▼

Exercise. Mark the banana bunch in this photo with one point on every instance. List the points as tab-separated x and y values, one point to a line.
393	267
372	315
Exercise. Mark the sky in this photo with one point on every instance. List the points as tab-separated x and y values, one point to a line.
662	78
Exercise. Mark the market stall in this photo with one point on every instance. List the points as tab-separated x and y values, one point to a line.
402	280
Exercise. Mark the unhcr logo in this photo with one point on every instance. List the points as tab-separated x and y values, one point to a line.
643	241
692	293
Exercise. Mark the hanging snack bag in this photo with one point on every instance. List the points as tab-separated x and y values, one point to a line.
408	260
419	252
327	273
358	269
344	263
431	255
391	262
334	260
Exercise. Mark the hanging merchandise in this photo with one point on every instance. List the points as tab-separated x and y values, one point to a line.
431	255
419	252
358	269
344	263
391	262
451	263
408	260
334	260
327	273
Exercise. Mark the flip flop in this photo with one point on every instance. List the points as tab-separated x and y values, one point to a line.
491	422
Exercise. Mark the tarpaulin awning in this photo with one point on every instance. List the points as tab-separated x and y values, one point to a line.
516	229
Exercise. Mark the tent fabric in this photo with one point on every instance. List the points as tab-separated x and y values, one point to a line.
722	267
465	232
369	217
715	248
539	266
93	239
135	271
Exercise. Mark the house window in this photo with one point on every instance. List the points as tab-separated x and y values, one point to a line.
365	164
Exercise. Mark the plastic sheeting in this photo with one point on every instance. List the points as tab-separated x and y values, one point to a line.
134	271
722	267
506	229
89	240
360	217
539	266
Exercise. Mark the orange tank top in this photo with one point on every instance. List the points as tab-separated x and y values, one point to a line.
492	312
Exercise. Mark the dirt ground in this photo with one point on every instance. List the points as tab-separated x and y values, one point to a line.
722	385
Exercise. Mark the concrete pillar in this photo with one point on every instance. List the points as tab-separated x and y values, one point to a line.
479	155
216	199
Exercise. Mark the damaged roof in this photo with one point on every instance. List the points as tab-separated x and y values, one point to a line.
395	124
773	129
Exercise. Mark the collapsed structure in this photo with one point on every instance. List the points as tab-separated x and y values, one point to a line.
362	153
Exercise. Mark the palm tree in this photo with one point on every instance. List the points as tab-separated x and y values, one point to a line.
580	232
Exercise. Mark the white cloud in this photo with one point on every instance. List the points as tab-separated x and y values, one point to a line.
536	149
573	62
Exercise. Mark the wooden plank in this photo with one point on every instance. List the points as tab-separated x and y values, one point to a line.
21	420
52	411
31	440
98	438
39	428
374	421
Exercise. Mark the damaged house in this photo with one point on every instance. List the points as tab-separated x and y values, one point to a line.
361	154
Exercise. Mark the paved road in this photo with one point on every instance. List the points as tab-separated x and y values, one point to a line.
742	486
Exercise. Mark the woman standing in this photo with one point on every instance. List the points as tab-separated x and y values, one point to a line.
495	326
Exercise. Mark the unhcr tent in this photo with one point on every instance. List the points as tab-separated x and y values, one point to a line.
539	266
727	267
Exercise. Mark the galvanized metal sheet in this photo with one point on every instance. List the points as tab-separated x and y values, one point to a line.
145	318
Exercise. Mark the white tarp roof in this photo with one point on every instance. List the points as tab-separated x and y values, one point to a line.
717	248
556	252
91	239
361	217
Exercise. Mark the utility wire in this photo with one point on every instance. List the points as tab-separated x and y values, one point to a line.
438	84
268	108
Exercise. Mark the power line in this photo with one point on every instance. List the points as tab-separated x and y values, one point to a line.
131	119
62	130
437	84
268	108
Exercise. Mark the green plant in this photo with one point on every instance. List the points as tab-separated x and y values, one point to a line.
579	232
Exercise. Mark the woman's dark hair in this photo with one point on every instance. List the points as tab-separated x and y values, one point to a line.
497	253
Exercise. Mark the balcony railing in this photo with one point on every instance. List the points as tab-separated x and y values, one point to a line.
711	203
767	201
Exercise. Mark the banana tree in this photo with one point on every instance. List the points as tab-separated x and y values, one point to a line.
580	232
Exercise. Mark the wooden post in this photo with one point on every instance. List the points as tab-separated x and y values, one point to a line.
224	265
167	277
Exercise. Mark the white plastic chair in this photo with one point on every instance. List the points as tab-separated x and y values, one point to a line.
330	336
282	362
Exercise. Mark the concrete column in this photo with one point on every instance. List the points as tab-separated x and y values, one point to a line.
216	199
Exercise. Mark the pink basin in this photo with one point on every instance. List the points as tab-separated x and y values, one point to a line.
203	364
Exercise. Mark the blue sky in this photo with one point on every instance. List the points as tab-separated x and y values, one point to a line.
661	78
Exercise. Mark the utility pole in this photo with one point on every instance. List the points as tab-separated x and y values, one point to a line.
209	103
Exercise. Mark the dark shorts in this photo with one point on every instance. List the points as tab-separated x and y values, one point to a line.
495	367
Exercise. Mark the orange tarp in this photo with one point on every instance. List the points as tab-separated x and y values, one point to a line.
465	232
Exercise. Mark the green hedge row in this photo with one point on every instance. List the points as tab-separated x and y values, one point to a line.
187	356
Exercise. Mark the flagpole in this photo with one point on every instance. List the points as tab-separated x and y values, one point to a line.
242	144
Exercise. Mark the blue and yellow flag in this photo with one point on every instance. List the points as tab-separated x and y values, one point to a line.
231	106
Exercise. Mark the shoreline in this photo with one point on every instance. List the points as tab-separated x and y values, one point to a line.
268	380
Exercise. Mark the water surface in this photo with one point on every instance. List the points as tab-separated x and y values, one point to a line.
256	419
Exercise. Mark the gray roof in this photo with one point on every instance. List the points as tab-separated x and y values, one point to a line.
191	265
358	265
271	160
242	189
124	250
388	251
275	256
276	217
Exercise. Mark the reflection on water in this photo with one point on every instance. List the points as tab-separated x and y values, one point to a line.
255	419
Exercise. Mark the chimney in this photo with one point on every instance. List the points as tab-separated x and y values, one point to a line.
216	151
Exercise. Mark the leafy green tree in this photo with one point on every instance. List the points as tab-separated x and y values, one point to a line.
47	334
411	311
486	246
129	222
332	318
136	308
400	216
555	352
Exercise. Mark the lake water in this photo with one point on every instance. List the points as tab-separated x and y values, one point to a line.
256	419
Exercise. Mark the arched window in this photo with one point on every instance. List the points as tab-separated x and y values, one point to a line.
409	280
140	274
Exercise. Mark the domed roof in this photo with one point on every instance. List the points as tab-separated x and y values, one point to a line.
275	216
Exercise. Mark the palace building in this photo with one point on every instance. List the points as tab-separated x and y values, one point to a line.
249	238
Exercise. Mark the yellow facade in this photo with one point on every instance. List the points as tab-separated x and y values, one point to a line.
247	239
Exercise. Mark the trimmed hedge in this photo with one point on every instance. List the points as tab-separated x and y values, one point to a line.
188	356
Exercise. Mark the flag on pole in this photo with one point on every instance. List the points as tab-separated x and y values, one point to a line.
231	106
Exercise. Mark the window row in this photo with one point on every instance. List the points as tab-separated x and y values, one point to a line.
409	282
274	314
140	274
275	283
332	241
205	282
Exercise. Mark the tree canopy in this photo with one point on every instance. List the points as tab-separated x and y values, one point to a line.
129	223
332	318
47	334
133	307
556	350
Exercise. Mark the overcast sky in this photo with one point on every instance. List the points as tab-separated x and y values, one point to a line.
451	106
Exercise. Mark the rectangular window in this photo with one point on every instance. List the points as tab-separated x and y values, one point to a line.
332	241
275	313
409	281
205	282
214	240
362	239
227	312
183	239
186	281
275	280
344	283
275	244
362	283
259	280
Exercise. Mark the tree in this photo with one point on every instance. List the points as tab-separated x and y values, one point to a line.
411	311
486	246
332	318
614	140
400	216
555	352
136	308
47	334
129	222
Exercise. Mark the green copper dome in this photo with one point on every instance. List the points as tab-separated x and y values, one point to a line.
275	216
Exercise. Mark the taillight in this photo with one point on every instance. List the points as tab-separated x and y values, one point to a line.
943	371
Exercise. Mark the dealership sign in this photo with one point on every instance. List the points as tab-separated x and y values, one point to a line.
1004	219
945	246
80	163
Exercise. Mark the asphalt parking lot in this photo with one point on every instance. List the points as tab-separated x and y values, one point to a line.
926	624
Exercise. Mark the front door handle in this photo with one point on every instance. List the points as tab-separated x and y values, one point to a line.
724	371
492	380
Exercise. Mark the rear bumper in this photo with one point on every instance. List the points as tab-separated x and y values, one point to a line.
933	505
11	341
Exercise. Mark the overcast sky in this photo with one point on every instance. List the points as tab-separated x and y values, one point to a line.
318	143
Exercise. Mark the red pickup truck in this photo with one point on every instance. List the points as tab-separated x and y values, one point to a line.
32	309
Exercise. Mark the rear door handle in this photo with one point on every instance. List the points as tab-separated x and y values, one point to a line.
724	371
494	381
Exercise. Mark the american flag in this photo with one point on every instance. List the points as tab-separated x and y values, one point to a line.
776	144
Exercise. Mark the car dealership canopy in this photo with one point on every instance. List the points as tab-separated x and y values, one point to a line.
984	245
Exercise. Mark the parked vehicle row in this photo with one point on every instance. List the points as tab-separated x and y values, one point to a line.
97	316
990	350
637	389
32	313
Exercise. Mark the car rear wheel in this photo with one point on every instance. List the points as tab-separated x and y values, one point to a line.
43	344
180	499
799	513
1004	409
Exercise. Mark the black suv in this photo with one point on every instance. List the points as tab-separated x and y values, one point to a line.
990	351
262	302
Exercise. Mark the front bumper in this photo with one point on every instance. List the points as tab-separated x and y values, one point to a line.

▲

Restate word for word each line of the data from the one with "Exercise. Mark the american" to the last, keeping both ends.

OUTPUT BELOW –
Exercise. Mark the american flag in this photo with one point on every instance. List the points as tab-separated x and y values, one point to a line.
776	144
Exercise. Mark the car dealership canopy in this photo with one point on every instance. List the points as tab-separated x and y values, one point to a line.
984	245
Exercise. Mark the parked vehicle row in this photo with one point on every instance. List the points as tab-separated x and y values, one point to a line.
97	316
990	350
637	389
32	313
Exercise. Mark the car rear wheel in this photo with one point on every instance. List the points as tab-separated x and y values, one point to a line.
43	344
180	499
799	513
1004	409
Exercise. Mark the black suv in this photo with one point on every instance. List the points as tab-separated x and y values, one point to a line.
990	351
262	302
Exercise. Mark the front bumper in this photo with one point on every instance. List the points as tab-separated x and y values, one point to a line.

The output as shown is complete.